= What is expected =
Output the article on KAIST's planned medical school word for word, from its posting date through its final sentence.

= Provided text =
--- START ---
Posted September. 13, 2023 08:19,   

Updated September. 13, 2023 08:19


KAIST is now embarking on a dedicated effort to foster physician-scientists, merging medical expertise with engineering, such as AI technology. On Tuesday, KAIST revealed its plans to establish a specialized medical school dedicated to solving healthcare challenges by applying engineering knowledge.

The school's focus is on nurturing physician-scientists who prioritize scientific research over direct clinical practice. An illustrative example of such physician-scientists is Dr. Ugur Sahin and his wife, Ozlem Tureci, who co-developed COVID-19 vaccines with Pfizer in 2020 during the pandemic's peak.

KAIST will introduce an eight-year program, consisting of a mandatory four-year master's course, which covers essential clinical and engineering knowledge, followed by a four-year doctoral program emphasizing advanced scientific and engineering subjects. In Korea, the percentage of physicians pursuing science-focused doctorates is currently less than 1%, lagging significantly behind other industrialized nations.
--- END ---
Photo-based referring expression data
--- START ---
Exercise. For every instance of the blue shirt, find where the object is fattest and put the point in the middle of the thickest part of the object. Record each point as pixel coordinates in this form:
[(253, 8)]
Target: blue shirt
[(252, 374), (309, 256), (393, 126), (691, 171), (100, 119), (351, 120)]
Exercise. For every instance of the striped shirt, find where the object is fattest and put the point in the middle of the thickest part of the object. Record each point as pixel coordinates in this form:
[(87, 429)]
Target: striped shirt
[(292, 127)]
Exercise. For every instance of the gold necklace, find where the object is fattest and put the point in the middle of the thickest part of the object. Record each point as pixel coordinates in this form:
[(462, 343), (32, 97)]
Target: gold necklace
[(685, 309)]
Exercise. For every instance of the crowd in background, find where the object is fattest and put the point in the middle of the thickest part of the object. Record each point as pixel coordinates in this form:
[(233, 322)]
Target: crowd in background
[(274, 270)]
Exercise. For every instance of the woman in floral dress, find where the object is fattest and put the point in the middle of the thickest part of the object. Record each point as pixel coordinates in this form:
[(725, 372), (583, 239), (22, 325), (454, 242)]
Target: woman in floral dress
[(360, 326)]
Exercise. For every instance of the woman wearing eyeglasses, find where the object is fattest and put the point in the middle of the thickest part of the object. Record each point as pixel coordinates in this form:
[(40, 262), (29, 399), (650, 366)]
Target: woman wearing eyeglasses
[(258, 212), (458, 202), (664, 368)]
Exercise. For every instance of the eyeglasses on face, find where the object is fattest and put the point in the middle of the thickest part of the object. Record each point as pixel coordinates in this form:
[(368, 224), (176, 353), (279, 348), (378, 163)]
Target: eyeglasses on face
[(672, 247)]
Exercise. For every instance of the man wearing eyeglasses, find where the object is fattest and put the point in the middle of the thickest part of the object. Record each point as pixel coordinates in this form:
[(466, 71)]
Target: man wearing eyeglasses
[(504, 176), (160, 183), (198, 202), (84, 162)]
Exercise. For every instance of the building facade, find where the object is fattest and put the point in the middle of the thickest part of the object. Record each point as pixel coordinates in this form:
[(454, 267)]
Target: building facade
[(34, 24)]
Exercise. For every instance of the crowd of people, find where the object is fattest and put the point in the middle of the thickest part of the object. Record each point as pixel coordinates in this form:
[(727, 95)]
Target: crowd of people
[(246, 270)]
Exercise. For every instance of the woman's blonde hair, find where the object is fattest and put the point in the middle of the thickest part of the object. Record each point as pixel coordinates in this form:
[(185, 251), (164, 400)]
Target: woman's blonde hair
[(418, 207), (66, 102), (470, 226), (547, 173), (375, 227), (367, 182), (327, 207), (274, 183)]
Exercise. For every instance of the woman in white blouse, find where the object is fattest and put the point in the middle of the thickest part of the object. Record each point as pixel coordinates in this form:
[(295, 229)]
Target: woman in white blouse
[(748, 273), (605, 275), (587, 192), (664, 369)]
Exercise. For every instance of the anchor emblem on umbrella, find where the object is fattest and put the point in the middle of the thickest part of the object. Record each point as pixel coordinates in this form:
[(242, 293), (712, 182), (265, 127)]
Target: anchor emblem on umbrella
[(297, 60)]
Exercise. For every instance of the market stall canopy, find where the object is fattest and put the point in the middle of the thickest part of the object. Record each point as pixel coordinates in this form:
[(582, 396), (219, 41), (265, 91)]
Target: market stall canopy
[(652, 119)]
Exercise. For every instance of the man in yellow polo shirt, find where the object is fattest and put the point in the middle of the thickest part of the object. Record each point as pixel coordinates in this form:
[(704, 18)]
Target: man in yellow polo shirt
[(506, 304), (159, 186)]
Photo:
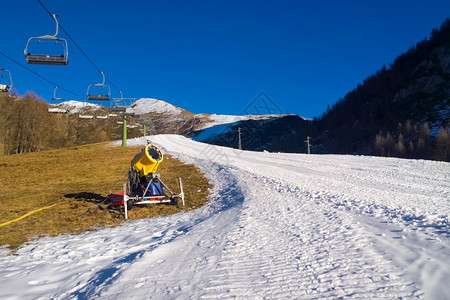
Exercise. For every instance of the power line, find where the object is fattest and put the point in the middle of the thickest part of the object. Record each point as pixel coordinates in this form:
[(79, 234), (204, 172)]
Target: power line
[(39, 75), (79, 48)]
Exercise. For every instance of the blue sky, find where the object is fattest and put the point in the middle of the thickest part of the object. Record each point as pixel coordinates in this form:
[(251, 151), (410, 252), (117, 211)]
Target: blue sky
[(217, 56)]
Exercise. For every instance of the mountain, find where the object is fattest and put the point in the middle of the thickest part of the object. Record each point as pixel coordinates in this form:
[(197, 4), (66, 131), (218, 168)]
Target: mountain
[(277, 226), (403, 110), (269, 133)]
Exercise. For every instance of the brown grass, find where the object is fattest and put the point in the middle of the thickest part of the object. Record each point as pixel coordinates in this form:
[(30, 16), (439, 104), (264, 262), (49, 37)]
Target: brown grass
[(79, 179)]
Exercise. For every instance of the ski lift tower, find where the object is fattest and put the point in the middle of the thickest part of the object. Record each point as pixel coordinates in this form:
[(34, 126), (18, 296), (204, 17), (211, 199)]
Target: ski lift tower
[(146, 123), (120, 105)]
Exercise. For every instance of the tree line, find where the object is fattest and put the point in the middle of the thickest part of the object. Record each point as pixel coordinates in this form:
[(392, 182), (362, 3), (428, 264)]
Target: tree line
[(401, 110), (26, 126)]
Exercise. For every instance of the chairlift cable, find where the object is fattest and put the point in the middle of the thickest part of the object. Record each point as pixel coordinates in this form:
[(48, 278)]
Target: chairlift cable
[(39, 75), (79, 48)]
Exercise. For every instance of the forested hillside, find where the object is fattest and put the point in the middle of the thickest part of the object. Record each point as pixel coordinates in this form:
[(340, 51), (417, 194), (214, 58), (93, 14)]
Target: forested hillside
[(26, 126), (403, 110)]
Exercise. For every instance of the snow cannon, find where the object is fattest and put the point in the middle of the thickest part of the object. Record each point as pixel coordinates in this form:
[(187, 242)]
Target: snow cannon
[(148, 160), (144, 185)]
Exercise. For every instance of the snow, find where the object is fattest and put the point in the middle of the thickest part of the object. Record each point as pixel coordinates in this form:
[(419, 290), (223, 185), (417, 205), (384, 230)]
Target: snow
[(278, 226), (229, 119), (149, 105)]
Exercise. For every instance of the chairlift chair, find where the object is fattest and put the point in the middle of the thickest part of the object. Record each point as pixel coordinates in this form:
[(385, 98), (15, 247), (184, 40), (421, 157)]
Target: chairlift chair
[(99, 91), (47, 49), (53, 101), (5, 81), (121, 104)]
--- END ---
= Exercise result =
Posted September. 13, 2023 08:19,   

Updated September. 13, 2023 08:19


KAIST is now embarking on a dedicated effort to foster physician-scientists, merging medical expertise with engineering, such as AI technology. On Tuesday, KAIST revealed its plans to establish a specialized medical school dedicated to solving healthcare challenges by applying engineering knowledge.

The school's focus is on nurturing physician-scientists who prioritize scientific research over direct clinical practice. An illustrative example of such physician-scientists is Dr. Ugur Sahin and his wife, Ozlem Tureci, who co-developed COVID-19 vaccines with Pfizer in 2020 during the pandemic's peak.

KAIST will introduce an eight-year program, consisting of a mandatory four-year master's course, which covers essential clinical and engineering knowledge, followed by a four-year doctoral program emphasizing advanced scientific and engineering subjects. In Korea, the percentage of physicians pursuing science-focused doctorates is currently less than 1%, lagging significantly behind other industrialized nations.